### INFORMATION PROVIDED
__________

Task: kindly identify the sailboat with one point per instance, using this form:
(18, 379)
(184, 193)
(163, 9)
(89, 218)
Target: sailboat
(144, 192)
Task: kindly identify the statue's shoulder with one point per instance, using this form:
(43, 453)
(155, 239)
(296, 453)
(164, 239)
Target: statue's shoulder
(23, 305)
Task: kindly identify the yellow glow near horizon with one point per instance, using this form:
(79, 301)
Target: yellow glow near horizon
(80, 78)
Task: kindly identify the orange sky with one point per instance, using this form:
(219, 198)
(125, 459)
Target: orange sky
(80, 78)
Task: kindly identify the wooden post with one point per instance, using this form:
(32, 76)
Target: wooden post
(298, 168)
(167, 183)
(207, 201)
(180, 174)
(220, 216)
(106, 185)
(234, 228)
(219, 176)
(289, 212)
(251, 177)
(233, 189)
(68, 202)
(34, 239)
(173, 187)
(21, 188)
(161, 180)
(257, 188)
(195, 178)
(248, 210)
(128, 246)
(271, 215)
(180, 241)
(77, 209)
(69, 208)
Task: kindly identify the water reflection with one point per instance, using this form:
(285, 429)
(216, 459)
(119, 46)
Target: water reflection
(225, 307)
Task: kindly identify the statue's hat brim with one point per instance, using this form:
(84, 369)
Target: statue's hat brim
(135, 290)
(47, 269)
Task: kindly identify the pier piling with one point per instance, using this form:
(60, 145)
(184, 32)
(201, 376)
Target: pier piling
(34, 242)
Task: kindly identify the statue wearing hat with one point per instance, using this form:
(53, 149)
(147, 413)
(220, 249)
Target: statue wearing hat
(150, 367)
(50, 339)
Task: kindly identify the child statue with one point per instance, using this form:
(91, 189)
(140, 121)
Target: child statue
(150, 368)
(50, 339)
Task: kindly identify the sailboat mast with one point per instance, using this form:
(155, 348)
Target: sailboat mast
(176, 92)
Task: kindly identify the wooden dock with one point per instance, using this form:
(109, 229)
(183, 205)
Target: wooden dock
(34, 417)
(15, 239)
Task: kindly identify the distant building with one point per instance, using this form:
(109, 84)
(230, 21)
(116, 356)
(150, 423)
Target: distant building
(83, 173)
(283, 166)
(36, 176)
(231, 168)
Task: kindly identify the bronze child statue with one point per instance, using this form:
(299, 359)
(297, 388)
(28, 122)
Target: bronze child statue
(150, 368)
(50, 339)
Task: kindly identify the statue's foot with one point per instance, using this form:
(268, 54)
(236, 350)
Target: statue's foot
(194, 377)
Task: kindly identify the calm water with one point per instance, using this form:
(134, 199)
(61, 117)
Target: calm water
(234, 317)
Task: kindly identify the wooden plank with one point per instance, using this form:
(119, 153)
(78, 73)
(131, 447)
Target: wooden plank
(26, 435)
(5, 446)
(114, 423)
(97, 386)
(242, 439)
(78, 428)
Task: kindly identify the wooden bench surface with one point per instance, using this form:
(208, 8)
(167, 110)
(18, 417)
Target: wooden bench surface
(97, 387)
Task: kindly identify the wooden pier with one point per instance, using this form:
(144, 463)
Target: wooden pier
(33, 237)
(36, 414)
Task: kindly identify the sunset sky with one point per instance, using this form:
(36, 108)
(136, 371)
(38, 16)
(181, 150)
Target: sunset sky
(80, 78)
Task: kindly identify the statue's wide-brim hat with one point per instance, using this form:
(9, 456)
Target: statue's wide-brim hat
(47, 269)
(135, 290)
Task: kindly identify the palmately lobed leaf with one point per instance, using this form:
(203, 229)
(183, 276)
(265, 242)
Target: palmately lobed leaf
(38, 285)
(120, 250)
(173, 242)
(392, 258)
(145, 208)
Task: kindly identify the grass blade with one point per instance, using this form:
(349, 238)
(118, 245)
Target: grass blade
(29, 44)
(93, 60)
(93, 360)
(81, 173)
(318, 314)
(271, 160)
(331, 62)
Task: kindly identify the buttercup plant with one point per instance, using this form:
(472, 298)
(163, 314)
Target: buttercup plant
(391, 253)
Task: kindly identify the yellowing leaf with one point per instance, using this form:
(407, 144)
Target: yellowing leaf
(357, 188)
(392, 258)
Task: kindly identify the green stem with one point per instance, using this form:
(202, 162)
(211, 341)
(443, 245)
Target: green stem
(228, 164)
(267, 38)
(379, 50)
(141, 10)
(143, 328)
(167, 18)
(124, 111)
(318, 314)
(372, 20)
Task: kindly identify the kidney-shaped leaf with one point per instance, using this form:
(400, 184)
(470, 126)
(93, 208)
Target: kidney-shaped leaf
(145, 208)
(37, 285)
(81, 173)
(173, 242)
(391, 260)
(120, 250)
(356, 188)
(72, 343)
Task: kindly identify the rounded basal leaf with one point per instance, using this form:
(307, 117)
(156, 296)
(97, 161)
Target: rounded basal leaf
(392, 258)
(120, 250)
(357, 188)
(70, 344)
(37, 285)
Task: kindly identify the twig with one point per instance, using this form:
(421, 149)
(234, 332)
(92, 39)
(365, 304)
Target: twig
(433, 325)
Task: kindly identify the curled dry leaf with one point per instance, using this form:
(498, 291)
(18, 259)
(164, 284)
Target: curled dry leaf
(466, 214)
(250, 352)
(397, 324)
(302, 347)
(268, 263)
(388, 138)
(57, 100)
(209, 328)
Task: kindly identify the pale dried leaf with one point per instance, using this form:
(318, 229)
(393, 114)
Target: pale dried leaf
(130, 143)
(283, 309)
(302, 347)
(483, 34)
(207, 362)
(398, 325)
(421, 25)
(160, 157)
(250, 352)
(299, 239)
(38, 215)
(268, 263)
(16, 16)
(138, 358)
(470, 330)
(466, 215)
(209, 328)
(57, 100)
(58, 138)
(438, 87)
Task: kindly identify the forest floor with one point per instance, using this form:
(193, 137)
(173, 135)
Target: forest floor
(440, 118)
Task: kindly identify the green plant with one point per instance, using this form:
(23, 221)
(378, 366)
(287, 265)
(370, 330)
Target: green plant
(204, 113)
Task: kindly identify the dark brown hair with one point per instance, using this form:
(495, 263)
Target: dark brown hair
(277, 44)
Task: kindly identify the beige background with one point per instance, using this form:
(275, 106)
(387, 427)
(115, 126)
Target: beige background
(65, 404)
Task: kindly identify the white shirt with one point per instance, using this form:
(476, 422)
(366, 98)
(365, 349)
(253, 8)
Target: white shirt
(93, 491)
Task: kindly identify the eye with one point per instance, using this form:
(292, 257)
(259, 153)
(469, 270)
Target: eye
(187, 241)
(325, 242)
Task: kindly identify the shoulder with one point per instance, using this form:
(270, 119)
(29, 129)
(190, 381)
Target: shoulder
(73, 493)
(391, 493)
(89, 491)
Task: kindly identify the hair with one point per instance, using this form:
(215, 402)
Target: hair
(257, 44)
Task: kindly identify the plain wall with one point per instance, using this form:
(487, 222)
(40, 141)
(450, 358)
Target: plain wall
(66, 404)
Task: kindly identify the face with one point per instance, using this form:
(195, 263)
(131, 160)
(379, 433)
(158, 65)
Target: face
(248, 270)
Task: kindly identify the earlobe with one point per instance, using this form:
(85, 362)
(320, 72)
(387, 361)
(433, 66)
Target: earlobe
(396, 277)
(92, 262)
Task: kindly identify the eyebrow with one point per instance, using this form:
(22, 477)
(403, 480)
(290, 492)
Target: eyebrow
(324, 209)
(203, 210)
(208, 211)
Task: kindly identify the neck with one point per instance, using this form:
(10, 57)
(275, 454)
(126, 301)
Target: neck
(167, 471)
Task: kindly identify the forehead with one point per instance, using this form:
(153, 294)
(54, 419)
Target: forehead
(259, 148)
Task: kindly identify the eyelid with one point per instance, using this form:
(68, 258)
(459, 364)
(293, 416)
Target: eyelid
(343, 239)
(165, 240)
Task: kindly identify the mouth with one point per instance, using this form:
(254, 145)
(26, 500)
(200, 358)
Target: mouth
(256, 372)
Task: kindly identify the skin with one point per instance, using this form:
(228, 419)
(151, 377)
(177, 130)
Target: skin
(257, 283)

__________

### ASSIGNED TASK
With the line containing "Target: plain wall" as the start and the last line of the entries as the end, print that whole span exactly.

### TASK SOLUTION
Target: plain wall
(66, 404)
Task: kindly identify the face with one point per instance, using this form:
(195, 263)
(131, 160)
(379, 433)
(158, 65)
Target: face
(248, 270)
Task: kindly identify the earlobe with one point per instance, using this form:
(85, 362)
(320, 72)
(387, 361)
(433, 66)
Target: earlobe
(396, 277)
(92, 262)
Task: kindly identify the eyebrow with one point per instance, using this form:
(22, 477)
(403, 480)
(290, 492)
Target: eyebrow
(324, 209)
(203, 210)
(208, 211)
Task: kindly identify the neck with one point per instance, using this form:
(10, 57)
(275, 454)
(126, 301)
Target: neck
(167, 471)
Task: kindly identify the forehead with one point per instance, using this form:
(153, 294)
(54, 419)
Target: forehead
(259, 148)
Task: kindly identify the eyelid with one point per instance, using this form:
(68, 258)
(459, 364)
(293, 416)
Target: eyelid
(343, 239)
(165, 240)
Task: kindly identify the mouth with one point per instance, using this form:
(254, 145)
(26, 500)
(200, 358)
Target: mouth
(256, 372)
Task: kindly identify the skin with one point per instance, using this form:
(228, 419)
(151, 377)
(177, 130)
Target: skin
(257, 283)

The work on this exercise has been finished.